■ **Assignment 1**:
Answer these questions from the banana peel article:
(a) What mood-boosting neurotransmitter are banana peels said to be high in?
(b) Tryptophan is often prescribed in supplement form to treat what?
(c) Which holds more fiber, the banana peel or the banana itself?
■ **Assignment 2**: From the banana peel article, reproduce everything from "Banana peels are high in mood-boosting" down to "good night’s sleep." word for word.
■ **Assignment 3**: According to the banana peel article, why could eating banana peels help protect your heart? Answer in one to three sentences.

■ **Source document**:
━━━━━━━━━━━━━━━━

Do you love bananas? Many people do and it’s not hard to understand why. Bananas are naturally sweet and can help give you a little boost of energy. They’re also rich in fiber and can help you feel full without consuming many calories.
But did you know that you could virtually triple the health benefits of eating bananas simply by eating the peel too? What—eating banana peels? That’s right! Banana peel nutrients can help stave off more than eight major health complications. Let’s have a look at the usefulness and the health benefits of eating banana peels.
Here are 8 Healthy Uses for Banana Peels
1. Boost Your Mood
Depression affects everyone. It can come and go throughout the course of your lifetime. Sometimes depression is a little more serious and sometimes it’s just a feeling that shows up for an hour or two and then goes away. These minor dips in mood are common and are often the result of inadequate nutrients. When you’re feeling a little down, why not try eating banana peels?
Banana peels are high in mood-boosting serotonin—a neurotransmitter derived from tryptophan. Banana peels are a feel-good food, so eating banana peels is not so bad after all.
2. Get a Good Night’s Sleep
Speaking of tryptophan, banana peels are high in this compound too. Tryptophan is an essential amino acid that’s often prescribed in supplement form to treat sleep problems. Eating banana peels could help you get a good night’s sleep.
3. Protect Your Heart
Banana peel is actually richer in both soluble and insoluble fiber than the banana itself—another reason why eating banana peel is a good idea. Fiber has been shown in countless studies to aid in lowering cholesterol. When you keep your cholesterol levels low, you help to ward off complications from heart disease such as heart attacks and stroke. These banana peel nutrients are extremely beneficial.

━━━━━━━━━━━━━━━━

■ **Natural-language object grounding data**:
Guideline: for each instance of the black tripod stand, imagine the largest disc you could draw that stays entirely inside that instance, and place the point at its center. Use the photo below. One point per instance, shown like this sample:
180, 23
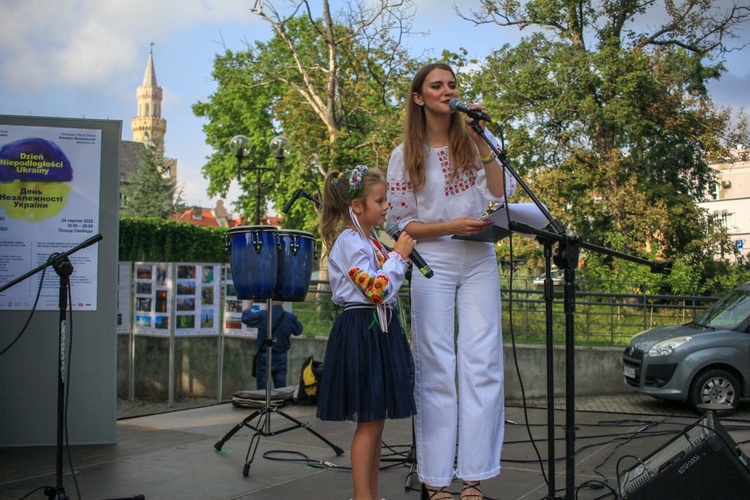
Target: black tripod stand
263, 426
565, 258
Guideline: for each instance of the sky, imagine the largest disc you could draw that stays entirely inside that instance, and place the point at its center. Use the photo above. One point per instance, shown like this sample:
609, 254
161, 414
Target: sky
86, 58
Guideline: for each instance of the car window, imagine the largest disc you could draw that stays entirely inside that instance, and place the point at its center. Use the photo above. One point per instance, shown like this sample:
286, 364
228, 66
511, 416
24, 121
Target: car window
729, 312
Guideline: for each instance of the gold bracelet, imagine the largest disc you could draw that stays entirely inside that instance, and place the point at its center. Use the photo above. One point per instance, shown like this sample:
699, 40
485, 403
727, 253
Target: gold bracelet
488, 158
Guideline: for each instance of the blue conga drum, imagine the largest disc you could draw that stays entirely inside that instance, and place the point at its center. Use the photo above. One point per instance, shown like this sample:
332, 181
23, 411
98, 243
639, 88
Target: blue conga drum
296, 252
253, 256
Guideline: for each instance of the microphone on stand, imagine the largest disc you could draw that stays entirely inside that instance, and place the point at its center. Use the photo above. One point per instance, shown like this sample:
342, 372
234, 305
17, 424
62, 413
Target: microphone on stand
414, 256
457, 105
291, 201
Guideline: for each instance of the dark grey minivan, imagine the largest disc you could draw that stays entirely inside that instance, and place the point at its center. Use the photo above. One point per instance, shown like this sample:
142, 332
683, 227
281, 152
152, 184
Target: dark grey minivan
706, 361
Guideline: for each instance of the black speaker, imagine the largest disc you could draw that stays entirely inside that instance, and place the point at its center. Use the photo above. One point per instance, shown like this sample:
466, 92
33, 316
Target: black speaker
702, 462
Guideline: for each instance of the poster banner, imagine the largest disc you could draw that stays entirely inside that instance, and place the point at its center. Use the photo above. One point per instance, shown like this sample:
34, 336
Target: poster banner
124, 297
49, 203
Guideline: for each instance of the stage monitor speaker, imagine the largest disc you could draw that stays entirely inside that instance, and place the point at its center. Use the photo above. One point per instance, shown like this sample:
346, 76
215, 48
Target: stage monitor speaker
702, 462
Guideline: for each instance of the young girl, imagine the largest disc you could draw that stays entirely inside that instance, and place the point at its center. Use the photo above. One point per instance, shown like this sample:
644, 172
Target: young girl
367, 370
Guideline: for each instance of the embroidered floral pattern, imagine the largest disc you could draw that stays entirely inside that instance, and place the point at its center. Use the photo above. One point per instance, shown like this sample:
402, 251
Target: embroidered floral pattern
463, 180
396, 202
375, 289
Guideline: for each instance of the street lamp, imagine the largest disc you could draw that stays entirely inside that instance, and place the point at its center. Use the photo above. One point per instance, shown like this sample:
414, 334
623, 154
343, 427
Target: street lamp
240, 147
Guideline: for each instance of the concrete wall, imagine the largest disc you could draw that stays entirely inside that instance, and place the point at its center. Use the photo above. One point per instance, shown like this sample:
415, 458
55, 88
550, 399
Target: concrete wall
598, 371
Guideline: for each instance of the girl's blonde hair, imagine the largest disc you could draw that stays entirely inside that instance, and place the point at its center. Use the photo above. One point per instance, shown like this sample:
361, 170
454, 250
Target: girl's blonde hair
463, 152
339, 191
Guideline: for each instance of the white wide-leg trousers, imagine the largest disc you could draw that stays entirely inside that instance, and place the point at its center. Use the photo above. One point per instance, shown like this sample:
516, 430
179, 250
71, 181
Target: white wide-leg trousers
458, 385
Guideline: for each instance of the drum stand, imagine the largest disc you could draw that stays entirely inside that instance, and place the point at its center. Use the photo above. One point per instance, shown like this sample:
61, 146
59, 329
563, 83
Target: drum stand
263, 426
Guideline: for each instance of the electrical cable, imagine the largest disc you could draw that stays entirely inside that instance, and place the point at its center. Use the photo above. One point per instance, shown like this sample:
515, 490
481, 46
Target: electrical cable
31, 314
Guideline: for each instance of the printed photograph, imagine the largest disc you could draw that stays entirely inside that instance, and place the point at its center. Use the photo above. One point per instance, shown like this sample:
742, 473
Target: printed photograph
142, 321
161, 322
186, 303
207, 295
142, 304
161, 301
143, 272
186, 272
207, 318
185, 321
186, 288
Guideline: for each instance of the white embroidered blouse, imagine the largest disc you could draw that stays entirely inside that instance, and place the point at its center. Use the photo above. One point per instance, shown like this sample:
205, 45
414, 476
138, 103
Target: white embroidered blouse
441, 199
360, 272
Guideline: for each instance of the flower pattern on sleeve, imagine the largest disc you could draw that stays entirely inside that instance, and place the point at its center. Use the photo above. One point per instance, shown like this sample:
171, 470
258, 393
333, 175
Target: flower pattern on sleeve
375, 289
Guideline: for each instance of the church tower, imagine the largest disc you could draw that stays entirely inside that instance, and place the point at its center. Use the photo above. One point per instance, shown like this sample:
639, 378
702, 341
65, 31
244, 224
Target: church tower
149, 124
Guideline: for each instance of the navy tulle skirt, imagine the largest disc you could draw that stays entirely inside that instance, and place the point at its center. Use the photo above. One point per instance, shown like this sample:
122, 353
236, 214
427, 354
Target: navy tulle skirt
367, 374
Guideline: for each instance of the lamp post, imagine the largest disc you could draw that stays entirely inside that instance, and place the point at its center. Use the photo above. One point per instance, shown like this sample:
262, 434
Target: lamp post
240, 147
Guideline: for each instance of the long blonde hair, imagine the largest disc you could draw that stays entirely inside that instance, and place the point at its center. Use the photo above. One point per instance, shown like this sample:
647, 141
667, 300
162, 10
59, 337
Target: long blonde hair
338, 196
463, 152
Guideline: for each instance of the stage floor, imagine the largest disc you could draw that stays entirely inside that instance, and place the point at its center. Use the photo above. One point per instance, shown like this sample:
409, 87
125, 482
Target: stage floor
172, 455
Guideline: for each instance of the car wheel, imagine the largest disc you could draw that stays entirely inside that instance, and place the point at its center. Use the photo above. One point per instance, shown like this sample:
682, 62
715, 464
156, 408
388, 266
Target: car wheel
715, 386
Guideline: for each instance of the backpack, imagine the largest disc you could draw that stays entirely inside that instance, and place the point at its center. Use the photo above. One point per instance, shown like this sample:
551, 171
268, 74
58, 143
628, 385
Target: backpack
306, 392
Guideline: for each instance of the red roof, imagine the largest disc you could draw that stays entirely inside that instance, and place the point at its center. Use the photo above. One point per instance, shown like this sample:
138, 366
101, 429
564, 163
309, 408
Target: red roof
203, 218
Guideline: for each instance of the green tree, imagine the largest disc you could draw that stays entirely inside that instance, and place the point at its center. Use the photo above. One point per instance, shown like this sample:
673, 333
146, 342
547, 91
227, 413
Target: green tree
329, 84
607, 114
151, 191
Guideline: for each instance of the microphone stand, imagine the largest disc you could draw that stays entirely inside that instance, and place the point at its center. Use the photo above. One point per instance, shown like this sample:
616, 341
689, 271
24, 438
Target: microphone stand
565, 258
64, 268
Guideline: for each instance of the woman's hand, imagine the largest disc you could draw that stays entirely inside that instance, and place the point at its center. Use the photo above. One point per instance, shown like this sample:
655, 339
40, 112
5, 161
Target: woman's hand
468, 226
469, 120
404, 245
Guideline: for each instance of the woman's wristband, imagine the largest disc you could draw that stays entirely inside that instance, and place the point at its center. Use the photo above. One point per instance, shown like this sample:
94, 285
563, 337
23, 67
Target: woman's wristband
488, 158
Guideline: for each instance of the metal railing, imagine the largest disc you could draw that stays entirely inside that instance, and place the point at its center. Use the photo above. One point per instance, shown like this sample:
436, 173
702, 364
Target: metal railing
601, 319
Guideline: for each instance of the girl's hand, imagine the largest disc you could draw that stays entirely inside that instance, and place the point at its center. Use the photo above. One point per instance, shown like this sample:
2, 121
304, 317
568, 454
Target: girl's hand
467, 226
404, 245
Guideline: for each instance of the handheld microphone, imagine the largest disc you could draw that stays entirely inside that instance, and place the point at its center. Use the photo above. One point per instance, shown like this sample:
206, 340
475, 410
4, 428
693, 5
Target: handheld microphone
457, 105
311, 198
417, 259
291, 201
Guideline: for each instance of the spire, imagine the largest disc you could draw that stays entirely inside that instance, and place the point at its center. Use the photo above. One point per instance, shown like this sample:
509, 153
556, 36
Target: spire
149, 79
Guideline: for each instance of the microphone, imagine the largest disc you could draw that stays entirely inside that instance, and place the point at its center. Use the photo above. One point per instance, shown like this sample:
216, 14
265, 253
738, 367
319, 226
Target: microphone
291, 201
417, 259
457, 105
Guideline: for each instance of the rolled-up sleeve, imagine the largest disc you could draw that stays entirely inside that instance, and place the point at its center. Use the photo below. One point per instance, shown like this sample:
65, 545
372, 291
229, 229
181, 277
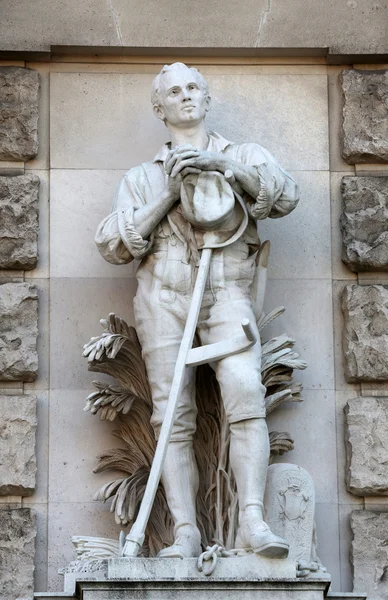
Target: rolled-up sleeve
279, 193
117, 239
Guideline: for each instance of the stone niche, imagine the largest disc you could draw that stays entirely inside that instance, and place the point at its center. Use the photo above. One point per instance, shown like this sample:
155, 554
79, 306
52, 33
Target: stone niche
369, 553
17, 552
365, 341
17, 445
19, 222
364, 223
19, 98
367, 446
18, 332
365, 116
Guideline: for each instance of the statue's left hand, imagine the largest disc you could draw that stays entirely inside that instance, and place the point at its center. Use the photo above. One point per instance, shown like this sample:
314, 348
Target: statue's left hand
202, 160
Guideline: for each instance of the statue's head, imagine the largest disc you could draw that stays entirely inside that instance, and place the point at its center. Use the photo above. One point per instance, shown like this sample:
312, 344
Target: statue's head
180, 95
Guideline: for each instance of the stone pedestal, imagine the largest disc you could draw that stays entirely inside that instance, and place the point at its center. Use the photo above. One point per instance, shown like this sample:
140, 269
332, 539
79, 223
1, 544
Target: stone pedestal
203, 590
234, 578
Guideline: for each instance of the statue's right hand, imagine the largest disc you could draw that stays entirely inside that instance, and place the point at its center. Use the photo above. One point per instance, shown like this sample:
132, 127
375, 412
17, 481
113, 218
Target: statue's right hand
176, 169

━━━━━━━━━━━━━━━━

■ **Response 1**:
(a) Serotonin
(b) Sleep problems
(c) The banana peel

■ **Response 2**:
Banana peels are high in mood-boosting serotonin—a neurotransmitter derived from tryptophan. Banana peels are a feel-good food, so eating banana peels is not so bad after all.
2. Get a Good Night’s Sleep
Speaking of tryptophan, banana peels are high in this compound too. Tryptophan is an essential amino acid that’s often prescribed in supplement form to treat sleep problems. Eating banana peels could help you get a good night’s sleep.

■ **Response 3**: Banana peel is richer in both soluble and insoluble fiber than the banana itself, and fiber has been shown in countless studies to aid in lowering cholesterol. Keeping cholesterol levels low helps ward off complications from heart disease such as heart attacks and stroke.